(Dataset rows)
☆ ☆ ☆ ☆ ☆ ☆ ☆
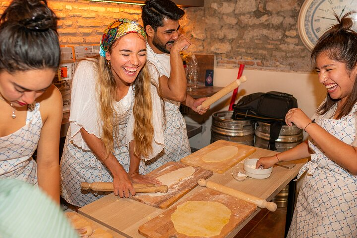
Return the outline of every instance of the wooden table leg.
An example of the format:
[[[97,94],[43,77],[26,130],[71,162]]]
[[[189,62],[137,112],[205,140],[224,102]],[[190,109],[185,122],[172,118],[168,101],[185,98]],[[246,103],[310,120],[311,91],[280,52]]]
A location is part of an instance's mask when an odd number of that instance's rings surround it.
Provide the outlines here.
[[[294,180],[296,179],[296,176],[289,182],[289,194],[288,195],[288,202],[287,205],[287,215],[285,218],[285,232],[284,238],[287,237],[289,231],[290,224],[293,219],[293,214],[295,205],[295,192],[296,189],[296,182]]]

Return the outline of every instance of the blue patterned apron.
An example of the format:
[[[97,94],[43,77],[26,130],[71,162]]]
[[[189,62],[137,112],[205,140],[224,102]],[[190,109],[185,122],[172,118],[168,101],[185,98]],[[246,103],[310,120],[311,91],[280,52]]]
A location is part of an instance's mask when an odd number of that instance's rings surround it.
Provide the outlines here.
[[[339,120],[321,117],[316,123],[342,141],[351,144],[356,134],[354,114],[357,109],[357,104]],[[357,177],[330,160],[311,137],[309,146],[315,153],[298,176],[298,179],[307,171],[287,237],[357,237]]]

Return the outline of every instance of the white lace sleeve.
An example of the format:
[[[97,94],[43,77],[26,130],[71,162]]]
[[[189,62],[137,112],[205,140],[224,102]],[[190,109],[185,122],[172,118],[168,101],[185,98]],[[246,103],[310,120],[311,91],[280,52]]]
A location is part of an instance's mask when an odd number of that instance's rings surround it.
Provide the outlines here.
[[[79,132],[83,128],[100,138],[102,125],[98,113],[95,84],[97,73],[93,63],[83,60],[78,64],[72,84],[69,122],[73,143],[90,150]]]

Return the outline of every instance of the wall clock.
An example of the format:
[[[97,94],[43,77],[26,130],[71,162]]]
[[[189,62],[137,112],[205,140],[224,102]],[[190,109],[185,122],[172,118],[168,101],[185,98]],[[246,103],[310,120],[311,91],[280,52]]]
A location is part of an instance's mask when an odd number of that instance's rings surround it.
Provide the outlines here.
[[[298,28],[304,44],[312,50],[317,40],[327,29],[337,23],[334,11],[341,17],[347,12],[357,10],[357,0],[306,0],[299,14]],[[352,30],[357,31],[357,14]]]

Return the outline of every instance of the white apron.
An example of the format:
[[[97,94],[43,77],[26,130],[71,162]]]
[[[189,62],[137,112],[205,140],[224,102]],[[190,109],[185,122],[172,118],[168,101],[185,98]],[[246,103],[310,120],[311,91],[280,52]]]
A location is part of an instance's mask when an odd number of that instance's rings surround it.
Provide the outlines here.
[[[150,47],[146,43],[147,60],[152,62],[159,71],[160,76],[170,77],[170,61],[160,61]],[[169,60],[167,58],[167,60]],[[166,64],[166,67],[164,64]],[[152,77],[159,84],[155,72],[152,73]],[[179,111],[180,102],[175,102],[164,99],[165,114],[166,123],[164,125],[164,150],[156,157],[145,161],[148,172],[157,169],[170,161],[179,161],[181,159],[191,154],[191,147],[187,132],[186,121]]]
[[[351,144],[356,135],[354,113],[357,109],[357,104],[340,120],[321,118],[316,123]],[[311,155],[311,161],[298,176],[298,179],[308,170],[287,237],[357,237],[357,177],[326,157],[311,137],[309,146],[315,154]]]

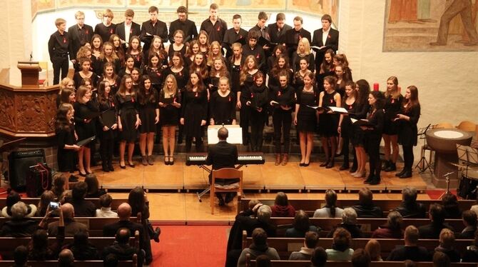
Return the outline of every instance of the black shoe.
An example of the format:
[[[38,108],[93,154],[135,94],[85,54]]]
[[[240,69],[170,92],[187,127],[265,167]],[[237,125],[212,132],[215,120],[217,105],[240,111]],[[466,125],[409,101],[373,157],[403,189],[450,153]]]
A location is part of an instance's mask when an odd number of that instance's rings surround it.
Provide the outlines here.
[[[407,171],[403,174],[399,176],[401,179],[405,178],[410,178],[412,177],[412,171]]]

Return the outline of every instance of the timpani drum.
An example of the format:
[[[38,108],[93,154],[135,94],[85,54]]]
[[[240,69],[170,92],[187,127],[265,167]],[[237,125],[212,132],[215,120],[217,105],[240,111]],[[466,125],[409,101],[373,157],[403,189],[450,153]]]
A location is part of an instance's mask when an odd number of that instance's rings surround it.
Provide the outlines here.
[[[452,173],[450,178],[458,178],[457,144],[469,146],[473,136],[470,133],[457,129],[437,129],[427,131],[427,143],[435,151],[433,183],[444,185],[444,176]],[[456,183],[455,183],[456,186]]]

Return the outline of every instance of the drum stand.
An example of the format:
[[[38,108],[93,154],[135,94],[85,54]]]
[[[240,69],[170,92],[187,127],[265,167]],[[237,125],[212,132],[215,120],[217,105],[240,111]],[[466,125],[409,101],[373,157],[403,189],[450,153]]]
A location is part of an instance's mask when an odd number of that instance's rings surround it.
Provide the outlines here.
☆ ☆ ☆ ☆ ☆ ☆ ☆
In this exercise, set down all of the data exactly, without the pictures.

• _CORRECT RESULT_:
Return the outline of every instance of the wooden table leg.
An example of the format:
[[[97,94],[43,77],[26,130],[71,162]]]
[[[189,62],[137,112],[205,140],[224,102]],[[190,109],[185,122],[172,118],[168,101],[185,98]],[[246,103],[310,120],[311,91],[280,52]]]
A location is part of an instance's mask when an odd number of that instance's rings surround it.
Provide the outlines here.
[[[294,180],[296,179],[296,176],[289,182],[289,194],[288,195],[288,202],[287,205],[287,215],[285,218],[285,232],[284,238],[287,237],[289,231],[290,224],[293,219],[293,214],[295,205],[295,192],[296,189],[296,182]]]

Return the outline of every instance of the blue patterned apron.
An example of the format:
[[[97,94],[43,77],[26,130],[71,162]]]
[[[189,62],[137,112],[205,140],[224,102]],[[190,109],[185,122],[172,118],[168,101],[185,98]],[[246,103],[310,120],[311,91],[280,52]]]
A location is part of an instance's mask when an odd number of that instance's rings surround it.
Provide the outlines here.
[[[339,120],[321,117],[316,123],[342,141],[351,144],[356,134],[354,114],[357,109],[357,104]],[[357,177],[330,160],[311,137],[309,146],[315,153],[298,176],[298,179],[307,171],[287,237],[357,237]]]

Return the outline of every instance of the white lace sleeve.
An example of the format:
[[[97,94],[43,77],[26,130],[71,162]]]
[[[189,62],[137,112],[205,140],[224,102]],[[190,109],[185,122],[172,118],[168,101],[185,98]],[[246,103],[310,120],[311,91],[280,52]]]
A location is part of an instance's mask when an odd number of that instance's rings surround it.
Provide the outlines here.
[[[79,132],[83,128],[100,138],[102,125],[98,113],[95,84],[97,73],[93,63],[83,60],[78,64],[72,84],[69,122],[73,143],[90,150]]]

Return the outline of every instance of the wall clock.
An example of the format:
[[[97,94],[43,77],[26,130],[71,162]]]
[[[189,62],[137,112],[205,140],[224,102]],[[190,109],[185,122],[172,118],[168,101],[185,98]],[[246,103],[310,120],[311,91],[280,52]]]
A location is part of an instance's mask when an odd number of that instance's rings surround it.
Provide the outlines here.
[[[298,28],[304,44],[312,50],[317,40],[327,29],[337,23],[334,11],[341,17],[347,12],[357,10],[357,0],[306,0],[299,14]],[[352,30],[357,31],[357,14]]]

Return the outline of every instance of the white apron.
An example of the format:
[[[97,94],[43,77],[26,130],[71,162]]]
[[[189,62],[137,112],[205,140],[224,102]],[[190,109],[185,122],[172,118],[168,101],[185,98]],[[246,103],[310,120],[311,91],[280,52]]]
A location is part of an instance's mask when an odd number of that instance's rings surround it.
Provide the outlines here.
[[[150,47],[146,43],[147,60],[152,62],[159,71],[160,76],[170,77],[170,61],[160,61]],[[169,60],[167,58],[167,60]],[[166,64],[166,67],[164,64]],[[152,77],[159,84],[155,72],[152,73]],[[179,111],[180,102],[175,102],[164,99],[165,114],[166,123],[164,125],[164,150],[156,157],[145,161],[148,172],[157,169],[170,161],[179,161],[181,159],[191,154],[191,147],[187,132],[186,121]]]
[[[351,144],[356,135],[354,113],[357,109],[357,104],[340,120],[321,118],[316,123]],[[311,155],[311,161],[298,176],[298,179],[308,170],[287,237],[357,237],[357,177],[326,157],[311,137],[309,146],[315,154]]]

Return the outline of every instance of the black shoe.
An example of the format:
[[[38,108],[93,154],[135,94],[85,54]]]
[[[240,69],[170,92],[187,127],[265,167]],[[237,125],[212,132],[215,120],[217,105],[240,111]],[[466,125],[409,101],[373,157],[403,189],[450,153]]]
A location is part of an instance's mask when an odd number of that instance's rings surround it.
Provide the outlines here.
[[[407,171],[403,174],[399,176],[401,179],[405,178],[410,178],[412,177],[412,171]]]

Return the outline of every instance of the timpani drum.
An example of the format:
[[[38,108],[93,154],[135,94],[85,54]]]
[[[240,69],[170,92],[187,127],[265,167]],[[237,125],[212,132],[215,120],[217,105],[240,111]],[[466,125],[409,101],[373,157],[403,189],[450,153]]]
A location is part of an instance's mask when an odd number of that instance's rings surround it.
Provide the outlines here.
[[[452,173],[450,178],[458,178],[457,144],[469,146],[473,136],[470,133],[457,129],[437,129],[427,131],[427,143],[435,151],[433,183],[444,185],[444,176]],[[456,183],[455,183],[456,186]]]

Return the outline of every instance of the drum stand.
An example of the format:
[[[38,108],[93,154],[135,94],[85,54]]]
[[[240,69],[170,92],[187,127],[265,167]],[[237,125],[212,132],[215,120],[217,105],[240,111]],[[466,125],[409,101],[373,157],[403,189],[450,153]]]
A location is part of an instance's mask when an odd number of that instance's rings surround it.
Provide the outlines here.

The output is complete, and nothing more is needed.